§ Prompt
Reproduce verbatim the stretch of the robust statistics text from "Exercise: (a) Data: $1,2,3,4,5,50$." through "is more robust?".

§ Text extract

Tukey’s Biweight Estimator: $\psi(r) = r\left(1-(r/c)^2\right)^2$ if $|r| \leq c$; $0$ otherwise. Completely “turns off” extreme outliers. $c = 4.685$: 95% efficiency. BP = $1/n$ (small, but IF bounded).

IRLS Algorithm and Asymptotics

IRLS (Iteratively Reweighted Least Squares): $\theta^{(t+1)} = \frac{\sum w_i(\theta^{(t)})X_i}{\sum w_i(\theta^{(t)})}$, $w_i = \psi(r_i)/r_i$. Each iteration is weighted OLS. Converges to M-estimator. In linear regression: $\hat{\beta} = (X^\top WX)^{-1}X^\top WY$.

Asymptotics of M-Estimators: $\sqrt{n}(\hat{\theta} - \theta_0) \to_d N(0, V)$, $V = \frac{E[\psi^2(X-\theta_0)]}{\left(E[\psi'(X-\theta_0)]\right)^2}$. For Huber estimator under $N(0,1)$: $V \approx 1.08$ (almost as good as the mean!).

Scale Estimate: Standardized MAD: $\hat{\sigma} = \text{MAD}/0.6745$ — consistent estimator for $\sigma$ under normality, BP = $0.5$.

Exercise: (a) Data: $1,2,3,4,5,50$. $\bar{X}$, median, 20% trimmed mean, Huber M-estimator ($c=1.5$). How does the outlier affect the results? (b) IRLS for linear regression: data with 2 outliers. Compare $\hat{\beta}{OLS}$ and $\hat{\beta}{Huber}$ — coefficients and their SE. (c) Simulate: $n=100$ from $0.9\cdot N(0,1) + 0.1\cdot N(10,1)$. Compare the variance of $\bar{X}$ and the median — which estimator is more robust?

Breakdown Point and Robustness of Estimators

Breakdown point ($\epsilon^*$) — maximum proportion of spoiled data for which the estimator remains bounded. $\bar{X}$: $\epsilon^* = 1/n \approx 0$ (a single outlier can cause it to diverge). Median: $\epsilon^* = 0.5$ (theoretically the best). Trimmed mean ($\alpha$-trimmed): $\epsilon^* = \alpha$. Huber: $\epsilon^*$ depends on $c$.

Influence function: $IF(x, T, F) = \lim_{t\to 0} \frac{T(F_t) - T(F)}{t}$, where $F_t = (1-t)F + t\delta_x$. For the mean: $IF(x, \mu, F) = x-\mu$ (unbounded). For the median: $IF(x, Med, F) = \frac{\text{sgn}(x-Med)}{2f(Med)}$ — bounded! For M-estimator: $IF(x, T, F) = \frac{\psi(x-T)}{E[\psi'(X-T)]}$.

Robust Estimates of Dispersion and Covariance Matrix

MAD (Median Absolute Deviation): $\text{MAD} = \text{median}|X_i - \text{median}(X)|$. Breakdown point 50%. $\hat{\sigma} = 1.4826\cdot\text{MAD}$ (consistent with normal distribution).

MCD (Minimum Covariance Determinant) Estimator: For multivariate data — find subset $h$ of observations with minimal $\det(\text{Cov})$. Breakdown point $\approx (n-h)/n$. Implemented in sklearn.covariance.MinCovDet. Used for detecting multivariate outliers via Mahalanobis distance.

§ Data segment
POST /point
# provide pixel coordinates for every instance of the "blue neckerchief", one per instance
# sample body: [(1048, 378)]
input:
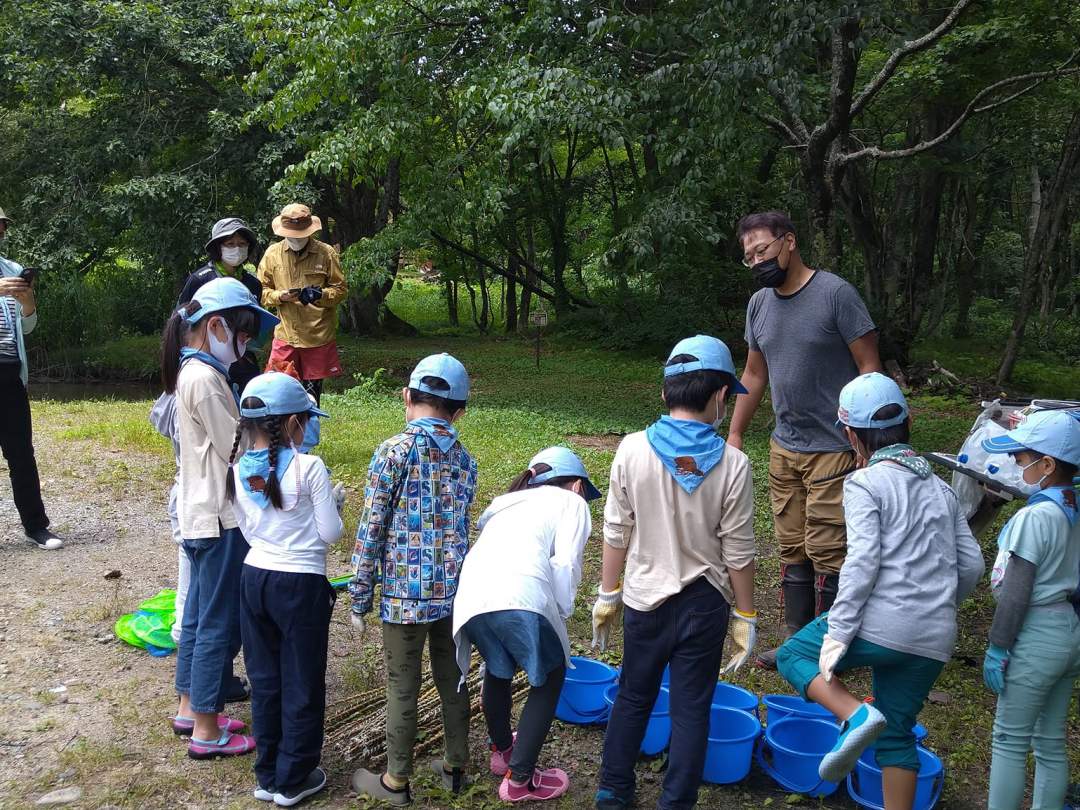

§ Task output
Exercise: (a) Data: $1,2,3,4,5,50$. $\bar{X}$, median, 20% trimmed mean, Huber M-estimator ($c=1.5$). How does the outlier affect the results? (b) IRLS for linear regression: data with 2 outliers. Compare $\hat{\beta}{OLS}$ and $\hat{\beta}{Huber}$ — coefficients and their SE. (c) Simulate: $n=100$ from $0.9\cdot N(0,1) + 0.1\cdot N(10,1)$. Compare the variance of $\bar{X}$ and the median — which estimator is more robust?